PAGE
** Start **
Subject: copyin/out
To: None <port-arm@netbsd.org>
From: Allen Briggs <briggs@wasabisystems.com>
List: port-arm
Date: 08/08/2002 23:41:57
--IpbVkmxF4tDyP/Kb
Content-Type: text/plain; charset=us-ascii
Content-Disposition: inline
Hi,
I've been working on a new copyin/copyout/kcopy that's significantly
better in some caching modes on the XScale and slightly better in
others.
My three main concerns are:
1) how does it work on other ARM architectures
2) is the code too large for the more limited
of the arm32 archs?
3) Are there large, unaligned data copies going
through the copyin/copyout path?
Basically, I've ditched the pte scan and I'm using ldr[b]t and str[b]t
to access user data. I've also unrolled some loops and I've put in
some code to prefetch with the 'pld' instruction on XScale (if we can
define something like __ARM_v5EDSP or something, we could use that).
This does allow us to garbage-collect cowfault(), too.
(I've done some profiling with the new pmc(9) facilities)
Similar changes can be made to fusu.S, I believe--perhaps with more of
a gain there.
So, what do more experienced ARM-heads have to say about the attached
bcopyinout.S ?
With this, I'm seeing copyout run at about 63MB/s on a simple test
(dd if=/dev/zero of=/dev/null count=1024 bs=1024k).
-allen
--
Allen Briggs briggs@wasabisystems.com
http://www.wasabisystems.com/ Quality NetBSD CDs, Sales, Support, Service
NetBSD development for Alpha, ARM, M68K, MIPS, PowerPC, SuperH, XScale, etc...
--IpbVkmxF4tDyP/Kb
Content-Type: text/plain; charset=us-ascii
Content-Disposition: attachment; filename="bcopyinout.S"
/* $NetBSD: bcopyinout.S,v 1.5 2002/03/23 02:22:57 thorpej Exp $ */
/*
* Copyright (c) 2002 Wasabi Systems, Inc.
* All rights reserved.
*
* Written by Allen Briggs for Wasabi Systems, Inc.
*
* Redistribution and use in source and binary forms, with or without
* modification, are permitted provided that the following conditions
* are met:
* 1. Redistributions of source code must retain the above copyright
* notice, this list of conditions and the following disclaimer.
* 2. Redistributions in binary form must reproduce the above copyright
* notice, this list of conditions and the following disclaimer in the
* documentation and/or other materials provided with the distribution.
* 3. All advertising materials mentioning features or use of this software
* must display the following acknowledgement:
* This product includes software developed for the NetBSD Project by
* Wasabi Systems, Inc.
** End **
LISTING
** Start **
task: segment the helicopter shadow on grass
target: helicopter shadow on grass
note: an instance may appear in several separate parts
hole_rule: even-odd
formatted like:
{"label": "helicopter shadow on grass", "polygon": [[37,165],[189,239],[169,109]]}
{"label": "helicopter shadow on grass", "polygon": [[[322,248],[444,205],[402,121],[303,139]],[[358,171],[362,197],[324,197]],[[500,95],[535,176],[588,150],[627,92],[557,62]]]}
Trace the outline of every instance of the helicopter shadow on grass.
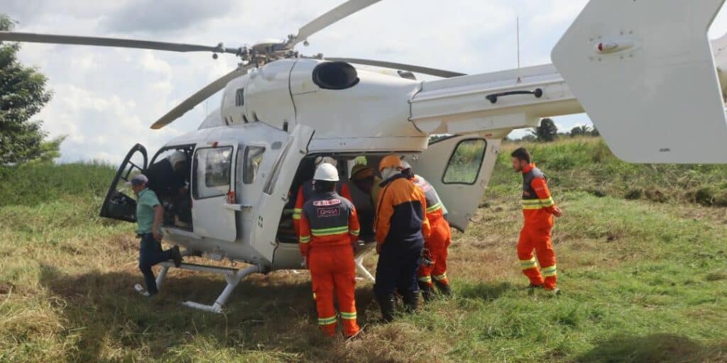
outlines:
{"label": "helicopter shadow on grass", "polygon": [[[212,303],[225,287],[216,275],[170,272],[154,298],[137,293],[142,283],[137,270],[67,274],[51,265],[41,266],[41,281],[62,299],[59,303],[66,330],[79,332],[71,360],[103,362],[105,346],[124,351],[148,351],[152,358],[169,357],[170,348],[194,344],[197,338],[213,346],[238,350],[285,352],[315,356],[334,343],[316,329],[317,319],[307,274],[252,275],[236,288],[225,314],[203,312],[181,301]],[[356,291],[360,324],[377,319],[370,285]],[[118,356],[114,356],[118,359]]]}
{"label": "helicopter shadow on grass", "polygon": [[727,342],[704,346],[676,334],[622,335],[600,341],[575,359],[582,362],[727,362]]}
** End **
** Start **
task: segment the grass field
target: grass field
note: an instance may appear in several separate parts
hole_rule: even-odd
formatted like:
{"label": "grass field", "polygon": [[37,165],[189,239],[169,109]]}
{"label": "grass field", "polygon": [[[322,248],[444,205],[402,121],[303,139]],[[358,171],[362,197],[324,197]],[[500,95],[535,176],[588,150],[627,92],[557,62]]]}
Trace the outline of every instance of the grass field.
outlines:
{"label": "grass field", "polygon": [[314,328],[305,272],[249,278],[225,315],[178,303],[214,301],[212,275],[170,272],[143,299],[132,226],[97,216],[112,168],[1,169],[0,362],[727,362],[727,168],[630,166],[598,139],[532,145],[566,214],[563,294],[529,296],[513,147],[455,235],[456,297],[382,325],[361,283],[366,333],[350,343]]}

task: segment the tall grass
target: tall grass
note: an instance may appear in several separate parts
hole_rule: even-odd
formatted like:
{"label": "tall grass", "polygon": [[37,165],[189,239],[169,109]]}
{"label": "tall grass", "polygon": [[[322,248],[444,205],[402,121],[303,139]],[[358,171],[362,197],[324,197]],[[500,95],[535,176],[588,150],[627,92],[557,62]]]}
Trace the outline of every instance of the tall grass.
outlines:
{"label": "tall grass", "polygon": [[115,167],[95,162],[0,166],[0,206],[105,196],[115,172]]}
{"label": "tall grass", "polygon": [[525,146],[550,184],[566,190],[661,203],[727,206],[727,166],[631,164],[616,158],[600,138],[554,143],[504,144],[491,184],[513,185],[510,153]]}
** End **
** Start **
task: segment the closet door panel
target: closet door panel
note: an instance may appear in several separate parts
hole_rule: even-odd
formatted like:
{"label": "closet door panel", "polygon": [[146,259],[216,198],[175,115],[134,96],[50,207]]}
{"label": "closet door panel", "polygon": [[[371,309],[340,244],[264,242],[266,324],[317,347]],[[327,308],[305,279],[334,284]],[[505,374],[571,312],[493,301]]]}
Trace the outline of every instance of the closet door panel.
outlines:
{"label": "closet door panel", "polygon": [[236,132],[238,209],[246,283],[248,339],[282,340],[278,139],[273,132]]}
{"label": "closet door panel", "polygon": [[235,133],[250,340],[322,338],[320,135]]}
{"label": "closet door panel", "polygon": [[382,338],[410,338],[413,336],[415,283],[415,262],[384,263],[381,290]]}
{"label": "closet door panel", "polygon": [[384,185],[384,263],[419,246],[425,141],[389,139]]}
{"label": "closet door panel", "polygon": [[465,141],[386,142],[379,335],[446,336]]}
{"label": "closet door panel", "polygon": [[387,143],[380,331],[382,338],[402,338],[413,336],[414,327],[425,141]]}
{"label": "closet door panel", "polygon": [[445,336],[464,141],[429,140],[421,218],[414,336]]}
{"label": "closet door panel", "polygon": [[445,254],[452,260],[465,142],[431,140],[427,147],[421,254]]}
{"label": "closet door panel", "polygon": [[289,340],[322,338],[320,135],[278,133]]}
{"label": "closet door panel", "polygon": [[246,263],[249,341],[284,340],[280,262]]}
** End **
Continue the copyin/copyout mailing list post from the point where it stops.

ANSWER TO THIS PROBLEM
* 4. The name of Wasabi Systems, Inc. may not be used to endorse
* or promote products derived from this software without specific prior
* written permission.
*
* THIS SOFTWARE IS PROVIDED BY WASABI SYSTEMS, INC. ``AS IS'' AND
* ANY EXPRESS OR IMPLIED WARRANTIES, INCLUDING, BUT NOT LIMITED
* TO, THE IMPLIED WARRANTIES OF MERCHANTABILITY AND FITNESS FOR A PARTICULAR
* PURPOSE ARE DISCLAIMED. IN NO EVENT SHALL WASABI SYSTEMS, INC
* BE LIABLE FOR ANY DIRECT, INDIRECT, INCIDENTAL, SPECIAL, EXEMPLARY, OR
* CONSEQUENTIAL DAMAGES (INCLUDING, BUT NOT LIMITED TO, PROCUREMENT OF
* SUBSTITUTE GOODS OR SERVICES; LOSS OF USE, DATA, OR PROFITS; OR BUSINESS
* INTERRUPTION) HOWEVER CAUSED AND ON ANY THEORY OF LIABILITY, WHETHER IN
* CONTRACT, STRICT LIABILITY, OR TORT (INCLUDING NEGLIGENCE OR OTHERWISE)
* ARISING IN ANY WAY OUT OF THE USE OF THIS SOFTWARE, EVEN IF ADVISED OF THE
* POSSIBILITY OF SUCH DAMAGE.
*/
#include "assym.h"
#include <machine/asm.h>
#include <sys/errno.h>
.text
.align 0
Lcurpcb:
.word _C_LABEL(curpcb)
#define SAVE_REGS stmfd sp!, {r4-r11}
#define RESTORE_REGS ldmfd sp!, {r4-r11}
#if defined(__XSCALE__)
#define HELLOCPP #
#define PREFETCH(rx,o) pld [ rx , HELLOCPP (o) ]
#else
#define PREFETCH(rx,o)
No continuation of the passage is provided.